### Provided passage
By: Irvin Jackson | Published: August 23rd, 2013
More than 600 people have fallen ill as part of a nationwide cyclospora outbreak, and health investigators remain befuddled about the exact cause.
The U.S. Centers for Disease Control and Prevention (CDC) reports in the latest outbreak update that at least 609 cases of cyclosporiasis have been identified in 22 states this summer. However, investigators have only found a possible cause for illnesses in Iowa and Nevada, raising questions as to whether there is one outbreak or several. At least 40 people have been hospitalized.
The intestinal infections, known as cyclosporiasis, are caused by a single-celled parasite known as Cyclospora cayetanensis, which is usually linked to fresh produce. However, weeks have gone by without investigators able to account for a large number of the illnesses.
Critics say health officials have mishandled the case, citing how long the investigation has gone on without a determination about the source of the outbreak in the remaining majority of the states. The CDC points to an inability to properly sequence the genome of the organism as the cause for the delay.
Two of the hardest hit states, Iowa and Nebraska account for more than one-third of all cases, with 156 cases in Iowa and 86 in Nebraska. However, Texas has been the hardest hit with 257 illnesses.
Investigators in Iowa and Nebraska have tracked the cases there back to salad mixes distributed by Taylor Farms in Mexico and served at Olive Garden and Red Lobster restaurants in those two states. However, the Taylor Farms, the manufacturer of that salad has indicated that their products were not distributed at restaurants in Texas.
Taylor Farms stopped production earlier this month and is awaiting FDA clearance to start operations again.
Taylor Farms already faces food poisoning lawsuits from residents of Iowa and Nebraska, and has also been sued by at least one plaintiff in Texas, who believes that the farm is responsible for illnesses there as well, since she became sick after eating at an Olive Gardens restaurant in Texas.
Cyclospora is spread typically by eating contaminated food or drinking contaminated water. The CDC reports that in most previous cases cyclospora outbreaks were linked to fresh produce.
Victims typically experience illness for about a week, with symptoms that include watery diarrhea, frequent, sometimes explosive, bowel movements, loss of appetite, weight loss, stomach pains, bloating, increased gas, nausea and fatigue. The CDC warns that infected persons also sometimes experience vomiting, body aches, headaches, fever and other symptoms that could be mistaken for the flu. However, some people infected with the parasite develop no symptoms.
The ailment is often treated with sulfa-based antibiotics, like Bactrim, Septra and Cotrim. The CDC warns that there are no alternative recommended treatments for patients who are allergic to sulfa drugs. The CDC also recommends victims get plenty of rest and drink lots of fluids.
Individuals who suspect they may have experienced illness associated with the Cyclospora outbreak should seek immediate medical treatment, and contact local infectious disease officials.

### Exercise directions
Summarize the article on the cyclospora outbreak in two sentences.

### Dataset content

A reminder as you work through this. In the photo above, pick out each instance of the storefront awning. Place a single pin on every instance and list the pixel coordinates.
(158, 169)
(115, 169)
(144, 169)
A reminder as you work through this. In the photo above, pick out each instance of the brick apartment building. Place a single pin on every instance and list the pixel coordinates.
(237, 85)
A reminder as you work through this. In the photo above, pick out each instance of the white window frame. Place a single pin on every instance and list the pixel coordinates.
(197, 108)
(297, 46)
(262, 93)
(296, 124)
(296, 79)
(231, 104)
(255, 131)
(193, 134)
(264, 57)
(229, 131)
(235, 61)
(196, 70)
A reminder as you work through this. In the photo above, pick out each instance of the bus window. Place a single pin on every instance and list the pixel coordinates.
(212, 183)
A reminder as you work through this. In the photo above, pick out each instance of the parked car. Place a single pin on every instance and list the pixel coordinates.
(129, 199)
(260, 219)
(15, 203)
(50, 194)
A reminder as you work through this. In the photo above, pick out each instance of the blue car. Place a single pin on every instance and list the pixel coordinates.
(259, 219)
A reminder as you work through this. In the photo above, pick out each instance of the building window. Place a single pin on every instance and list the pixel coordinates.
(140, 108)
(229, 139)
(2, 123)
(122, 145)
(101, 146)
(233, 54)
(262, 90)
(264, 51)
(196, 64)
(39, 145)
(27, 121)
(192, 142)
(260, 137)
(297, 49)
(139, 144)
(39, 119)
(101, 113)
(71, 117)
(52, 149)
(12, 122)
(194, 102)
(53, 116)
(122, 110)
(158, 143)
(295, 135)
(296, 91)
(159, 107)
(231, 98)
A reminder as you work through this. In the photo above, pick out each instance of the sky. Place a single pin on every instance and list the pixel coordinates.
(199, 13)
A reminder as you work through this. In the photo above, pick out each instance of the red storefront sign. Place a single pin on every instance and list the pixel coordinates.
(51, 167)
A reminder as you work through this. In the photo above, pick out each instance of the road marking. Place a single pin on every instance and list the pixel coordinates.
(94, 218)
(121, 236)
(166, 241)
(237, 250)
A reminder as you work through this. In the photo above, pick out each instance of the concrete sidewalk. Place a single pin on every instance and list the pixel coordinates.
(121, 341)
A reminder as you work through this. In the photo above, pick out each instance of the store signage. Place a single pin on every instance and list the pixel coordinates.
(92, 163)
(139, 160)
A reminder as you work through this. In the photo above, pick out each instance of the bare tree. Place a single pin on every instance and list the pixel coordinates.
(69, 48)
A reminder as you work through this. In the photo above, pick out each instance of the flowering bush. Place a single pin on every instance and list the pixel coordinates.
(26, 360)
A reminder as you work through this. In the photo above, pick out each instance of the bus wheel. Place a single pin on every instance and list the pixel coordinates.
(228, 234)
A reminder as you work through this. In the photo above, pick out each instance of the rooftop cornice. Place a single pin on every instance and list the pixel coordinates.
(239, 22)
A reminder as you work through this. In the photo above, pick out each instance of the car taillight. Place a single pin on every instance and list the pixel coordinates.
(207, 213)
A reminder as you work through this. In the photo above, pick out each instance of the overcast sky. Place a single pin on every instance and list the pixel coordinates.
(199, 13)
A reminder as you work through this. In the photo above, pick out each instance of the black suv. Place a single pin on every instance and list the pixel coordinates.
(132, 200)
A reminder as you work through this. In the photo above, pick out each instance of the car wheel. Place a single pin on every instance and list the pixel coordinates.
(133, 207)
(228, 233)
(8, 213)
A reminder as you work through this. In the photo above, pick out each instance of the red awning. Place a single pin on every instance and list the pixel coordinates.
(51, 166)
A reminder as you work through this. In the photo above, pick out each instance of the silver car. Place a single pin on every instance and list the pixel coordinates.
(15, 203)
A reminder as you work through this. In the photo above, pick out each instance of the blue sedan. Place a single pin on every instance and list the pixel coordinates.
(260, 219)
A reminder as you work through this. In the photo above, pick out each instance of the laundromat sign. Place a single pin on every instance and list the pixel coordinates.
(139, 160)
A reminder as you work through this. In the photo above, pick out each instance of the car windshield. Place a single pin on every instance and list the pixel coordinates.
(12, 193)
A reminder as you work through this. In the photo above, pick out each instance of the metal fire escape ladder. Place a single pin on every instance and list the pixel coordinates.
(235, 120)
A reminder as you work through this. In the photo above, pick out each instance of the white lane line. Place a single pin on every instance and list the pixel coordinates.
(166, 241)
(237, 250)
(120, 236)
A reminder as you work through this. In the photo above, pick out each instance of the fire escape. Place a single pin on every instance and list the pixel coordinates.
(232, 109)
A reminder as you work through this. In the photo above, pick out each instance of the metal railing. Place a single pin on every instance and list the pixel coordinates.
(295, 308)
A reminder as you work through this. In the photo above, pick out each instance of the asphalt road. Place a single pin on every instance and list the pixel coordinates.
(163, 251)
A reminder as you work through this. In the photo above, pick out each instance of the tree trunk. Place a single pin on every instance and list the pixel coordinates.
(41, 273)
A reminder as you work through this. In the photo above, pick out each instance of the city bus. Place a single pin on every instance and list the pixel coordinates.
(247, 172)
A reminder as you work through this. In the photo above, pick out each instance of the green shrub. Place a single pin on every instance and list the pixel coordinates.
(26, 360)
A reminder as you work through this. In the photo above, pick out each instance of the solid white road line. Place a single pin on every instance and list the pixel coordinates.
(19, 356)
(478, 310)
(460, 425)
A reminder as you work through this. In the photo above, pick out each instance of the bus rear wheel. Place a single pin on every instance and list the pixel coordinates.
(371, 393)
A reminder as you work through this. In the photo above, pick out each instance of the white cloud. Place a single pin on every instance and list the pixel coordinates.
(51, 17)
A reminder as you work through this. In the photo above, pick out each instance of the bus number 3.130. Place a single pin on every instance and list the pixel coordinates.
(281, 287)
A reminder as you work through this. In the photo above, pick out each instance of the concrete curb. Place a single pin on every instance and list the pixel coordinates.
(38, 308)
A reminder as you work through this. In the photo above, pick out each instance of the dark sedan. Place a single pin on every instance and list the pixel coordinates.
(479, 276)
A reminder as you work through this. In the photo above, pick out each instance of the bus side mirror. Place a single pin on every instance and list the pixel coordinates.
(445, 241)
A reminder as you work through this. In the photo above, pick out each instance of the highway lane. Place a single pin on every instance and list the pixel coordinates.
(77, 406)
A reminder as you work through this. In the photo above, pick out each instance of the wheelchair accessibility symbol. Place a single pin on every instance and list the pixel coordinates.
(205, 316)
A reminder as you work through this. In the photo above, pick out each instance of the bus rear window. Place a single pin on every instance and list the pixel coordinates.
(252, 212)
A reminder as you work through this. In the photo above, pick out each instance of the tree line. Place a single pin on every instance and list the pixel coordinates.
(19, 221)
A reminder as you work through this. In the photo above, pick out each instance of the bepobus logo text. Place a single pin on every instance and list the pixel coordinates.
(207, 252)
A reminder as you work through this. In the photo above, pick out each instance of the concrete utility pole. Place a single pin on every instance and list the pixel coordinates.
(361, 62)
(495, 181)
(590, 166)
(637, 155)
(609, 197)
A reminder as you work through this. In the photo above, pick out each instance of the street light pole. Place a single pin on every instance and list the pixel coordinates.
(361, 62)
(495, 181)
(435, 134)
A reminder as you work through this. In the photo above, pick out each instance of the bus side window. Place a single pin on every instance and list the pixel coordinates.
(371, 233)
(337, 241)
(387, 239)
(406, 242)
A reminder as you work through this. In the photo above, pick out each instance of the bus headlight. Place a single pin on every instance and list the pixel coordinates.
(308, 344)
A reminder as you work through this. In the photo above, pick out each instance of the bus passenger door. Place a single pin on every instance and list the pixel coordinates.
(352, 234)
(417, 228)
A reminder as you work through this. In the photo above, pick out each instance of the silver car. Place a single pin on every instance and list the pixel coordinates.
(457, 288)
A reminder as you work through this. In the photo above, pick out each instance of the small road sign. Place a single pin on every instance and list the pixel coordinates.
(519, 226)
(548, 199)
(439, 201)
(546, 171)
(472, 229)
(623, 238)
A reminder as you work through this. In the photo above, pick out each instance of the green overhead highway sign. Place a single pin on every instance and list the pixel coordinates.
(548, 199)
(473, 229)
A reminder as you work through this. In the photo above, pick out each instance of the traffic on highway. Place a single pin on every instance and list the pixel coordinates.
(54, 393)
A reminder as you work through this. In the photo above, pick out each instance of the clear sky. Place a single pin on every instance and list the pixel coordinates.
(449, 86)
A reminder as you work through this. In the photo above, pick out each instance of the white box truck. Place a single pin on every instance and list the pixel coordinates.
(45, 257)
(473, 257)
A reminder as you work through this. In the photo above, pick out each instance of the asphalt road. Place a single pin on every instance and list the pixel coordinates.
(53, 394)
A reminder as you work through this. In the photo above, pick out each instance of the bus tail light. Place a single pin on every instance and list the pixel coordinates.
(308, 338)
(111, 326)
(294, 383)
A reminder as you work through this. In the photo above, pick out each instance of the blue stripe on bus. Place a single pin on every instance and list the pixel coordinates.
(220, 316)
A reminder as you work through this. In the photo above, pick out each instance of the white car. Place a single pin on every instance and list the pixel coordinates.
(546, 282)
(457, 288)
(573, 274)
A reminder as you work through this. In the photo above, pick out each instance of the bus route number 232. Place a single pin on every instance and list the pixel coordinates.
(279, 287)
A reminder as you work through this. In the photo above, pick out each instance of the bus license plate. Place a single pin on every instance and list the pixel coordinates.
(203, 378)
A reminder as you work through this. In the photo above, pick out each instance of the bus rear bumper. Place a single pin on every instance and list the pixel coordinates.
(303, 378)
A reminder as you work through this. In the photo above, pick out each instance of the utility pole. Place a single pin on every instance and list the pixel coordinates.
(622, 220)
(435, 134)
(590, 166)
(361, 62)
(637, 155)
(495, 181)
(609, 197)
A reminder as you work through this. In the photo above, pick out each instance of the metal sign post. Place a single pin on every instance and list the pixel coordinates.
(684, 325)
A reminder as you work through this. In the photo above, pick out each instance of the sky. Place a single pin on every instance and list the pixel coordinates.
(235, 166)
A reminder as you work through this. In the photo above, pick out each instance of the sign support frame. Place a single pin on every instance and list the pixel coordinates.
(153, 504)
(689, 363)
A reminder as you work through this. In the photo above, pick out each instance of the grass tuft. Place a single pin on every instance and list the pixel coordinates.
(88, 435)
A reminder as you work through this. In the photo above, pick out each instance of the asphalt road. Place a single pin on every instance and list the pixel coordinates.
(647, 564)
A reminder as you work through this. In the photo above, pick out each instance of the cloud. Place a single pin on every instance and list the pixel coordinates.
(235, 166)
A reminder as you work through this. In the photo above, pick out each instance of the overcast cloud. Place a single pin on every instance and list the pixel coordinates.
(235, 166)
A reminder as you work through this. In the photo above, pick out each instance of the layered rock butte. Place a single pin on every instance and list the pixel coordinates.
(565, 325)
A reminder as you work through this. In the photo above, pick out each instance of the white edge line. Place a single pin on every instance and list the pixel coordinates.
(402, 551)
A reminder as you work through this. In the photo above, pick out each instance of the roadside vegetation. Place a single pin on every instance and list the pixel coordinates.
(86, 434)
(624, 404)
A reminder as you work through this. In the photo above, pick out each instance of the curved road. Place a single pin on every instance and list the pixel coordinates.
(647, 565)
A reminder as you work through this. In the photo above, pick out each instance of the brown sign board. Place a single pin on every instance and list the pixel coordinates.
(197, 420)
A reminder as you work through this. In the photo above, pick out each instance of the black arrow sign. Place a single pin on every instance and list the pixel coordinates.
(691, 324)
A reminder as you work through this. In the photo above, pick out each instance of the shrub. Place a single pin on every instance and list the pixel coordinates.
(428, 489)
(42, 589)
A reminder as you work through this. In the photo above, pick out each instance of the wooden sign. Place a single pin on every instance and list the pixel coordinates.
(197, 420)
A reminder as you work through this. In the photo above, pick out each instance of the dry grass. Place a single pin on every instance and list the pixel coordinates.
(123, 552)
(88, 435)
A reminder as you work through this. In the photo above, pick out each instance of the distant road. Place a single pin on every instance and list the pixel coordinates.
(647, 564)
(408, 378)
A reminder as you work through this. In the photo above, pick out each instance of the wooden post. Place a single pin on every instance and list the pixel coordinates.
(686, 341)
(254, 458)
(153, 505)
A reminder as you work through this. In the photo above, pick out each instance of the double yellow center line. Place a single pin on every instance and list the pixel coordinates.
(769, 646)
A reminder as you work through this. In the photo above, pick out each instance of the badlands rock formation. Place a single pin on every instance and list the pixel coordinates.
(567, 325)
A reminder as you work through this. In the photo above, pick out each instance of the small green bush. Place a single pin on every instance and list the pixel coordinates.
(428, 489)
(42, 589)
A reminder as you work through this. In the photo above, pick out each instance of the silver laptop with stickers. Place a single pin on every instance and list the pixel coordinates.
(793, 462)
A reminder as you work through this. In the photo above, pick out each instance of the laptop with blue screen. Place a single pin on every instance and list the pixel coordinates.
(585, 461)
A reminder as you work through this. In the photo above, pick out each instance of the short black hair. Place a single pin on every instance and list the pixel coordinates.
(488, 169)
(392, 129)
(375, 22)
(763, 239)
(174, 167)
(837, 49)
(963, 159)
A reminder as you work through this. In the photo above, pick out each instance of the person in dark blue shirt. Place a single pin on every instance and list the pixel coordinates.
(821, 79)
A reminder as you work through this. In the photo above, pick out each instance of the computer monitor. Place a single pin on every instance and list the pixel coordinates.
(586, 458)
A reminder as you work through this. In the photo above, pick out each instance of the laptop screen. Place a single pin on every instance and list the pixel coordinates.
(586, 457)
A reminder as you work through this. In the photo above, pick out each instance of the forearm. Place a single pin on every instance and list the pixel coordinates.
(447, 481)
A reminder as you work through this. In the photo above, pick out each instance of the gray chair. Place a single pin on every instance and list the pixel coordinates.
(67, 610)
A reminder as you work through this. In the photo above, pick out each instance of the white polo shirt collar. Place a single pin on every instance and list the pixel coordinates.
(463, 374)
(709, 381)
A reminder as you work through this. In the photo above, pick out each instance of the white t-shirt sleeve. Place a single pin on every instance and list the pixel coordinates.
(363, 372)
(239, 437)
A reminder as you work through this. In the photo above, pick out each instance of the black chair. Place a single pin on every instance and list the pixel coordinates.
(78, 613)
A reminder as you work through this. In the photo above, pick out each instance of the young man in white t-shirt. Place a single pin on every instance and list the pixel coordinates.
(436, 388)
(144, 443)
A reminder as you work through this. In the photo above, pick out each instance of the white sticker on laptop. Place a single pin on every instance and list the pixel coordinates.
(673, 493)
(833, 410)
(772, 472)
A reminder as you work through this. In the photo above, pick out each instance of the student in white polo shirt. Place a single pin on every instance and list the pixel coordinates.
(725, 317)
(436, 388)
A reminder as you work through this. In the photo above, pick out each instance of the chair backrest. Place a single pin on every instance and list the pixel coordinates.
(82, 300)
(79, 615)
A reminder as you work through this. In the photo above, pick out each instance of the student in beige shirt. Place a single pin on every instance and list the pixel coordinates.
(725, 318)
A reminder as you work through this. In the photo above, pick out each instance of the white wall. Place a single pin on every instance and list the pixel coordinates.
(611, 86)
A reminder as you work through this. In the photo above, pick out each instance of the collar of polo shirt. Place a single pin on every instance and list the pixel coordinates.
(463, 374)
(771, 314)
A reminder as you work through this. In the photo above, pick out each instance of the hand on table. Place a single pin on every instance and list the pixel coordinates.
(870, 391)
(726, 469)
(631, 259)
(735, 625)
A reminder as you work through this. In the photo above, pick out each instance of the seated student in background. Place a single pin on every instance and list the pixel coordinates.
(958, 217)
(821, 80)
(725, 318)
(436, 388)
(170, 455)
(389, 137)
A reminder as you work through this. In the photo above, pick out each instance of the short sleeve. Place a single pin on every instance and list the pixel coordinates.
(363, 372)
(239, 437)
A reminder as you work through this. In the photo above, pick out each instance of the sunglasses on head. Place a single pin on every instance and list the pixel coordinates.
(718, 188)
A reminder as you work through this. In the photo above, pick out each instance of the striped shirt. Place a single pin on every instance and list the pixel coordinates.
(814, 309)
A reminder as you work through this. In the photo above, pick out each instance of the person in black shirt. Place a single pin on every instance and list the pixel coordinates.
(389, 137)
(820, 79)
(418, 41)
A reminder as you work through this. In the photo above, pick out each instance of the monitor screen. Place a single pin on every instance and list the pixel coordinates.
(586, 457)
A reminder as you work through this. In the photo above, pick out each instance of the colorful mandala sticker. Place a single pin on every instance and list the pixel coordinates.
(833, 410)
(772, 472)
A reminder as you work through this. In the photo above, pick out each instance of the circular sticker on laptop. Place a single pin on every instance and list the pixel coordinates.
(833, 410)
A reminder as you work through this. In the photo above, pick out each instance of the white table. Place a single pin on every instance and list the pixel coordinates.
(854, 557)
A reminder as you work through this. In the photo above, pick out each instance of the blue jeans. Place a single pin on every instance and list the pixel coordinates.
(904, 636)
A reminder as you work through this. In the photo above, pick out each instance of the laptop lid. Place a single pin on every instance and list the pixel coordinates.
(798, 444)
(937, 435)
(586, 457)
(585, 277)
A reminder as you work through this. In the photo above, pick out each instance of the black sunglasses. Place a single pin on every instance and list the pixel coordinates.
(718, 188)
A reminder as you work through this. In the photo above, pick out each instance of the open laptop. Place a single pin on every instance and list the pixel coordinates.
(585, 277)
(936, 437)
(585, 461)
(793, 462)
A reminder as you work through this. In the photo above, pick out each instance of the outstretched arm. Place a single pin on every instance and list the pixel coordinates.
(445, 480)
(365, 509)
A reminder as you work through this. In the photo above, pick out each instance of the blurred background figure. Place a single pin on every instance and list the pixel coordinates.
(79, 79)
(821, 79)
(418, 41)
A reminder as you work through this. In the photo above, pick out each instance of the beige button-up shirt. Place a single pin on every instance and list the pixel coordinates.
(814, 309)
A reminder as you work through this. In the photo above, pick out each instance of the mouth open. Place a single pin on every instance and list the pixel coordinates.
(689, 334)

### Answer to the exercise
The CDC reports at least 609 cases of cyclosporiasis in 22 states this summer, with at least 40 people hospitalized, and critics fault health officials because the source remains undetermined in most of those states. Investigators in Iowa and Nebraska have traced cases there to Taylor Farms salad mixes from Mexico served at Olive Garden and Red Lobster restaurants, but Taylor Farms says its products were not distributed at restaurants in Texas, the hardest-hit state with 257 illnesses.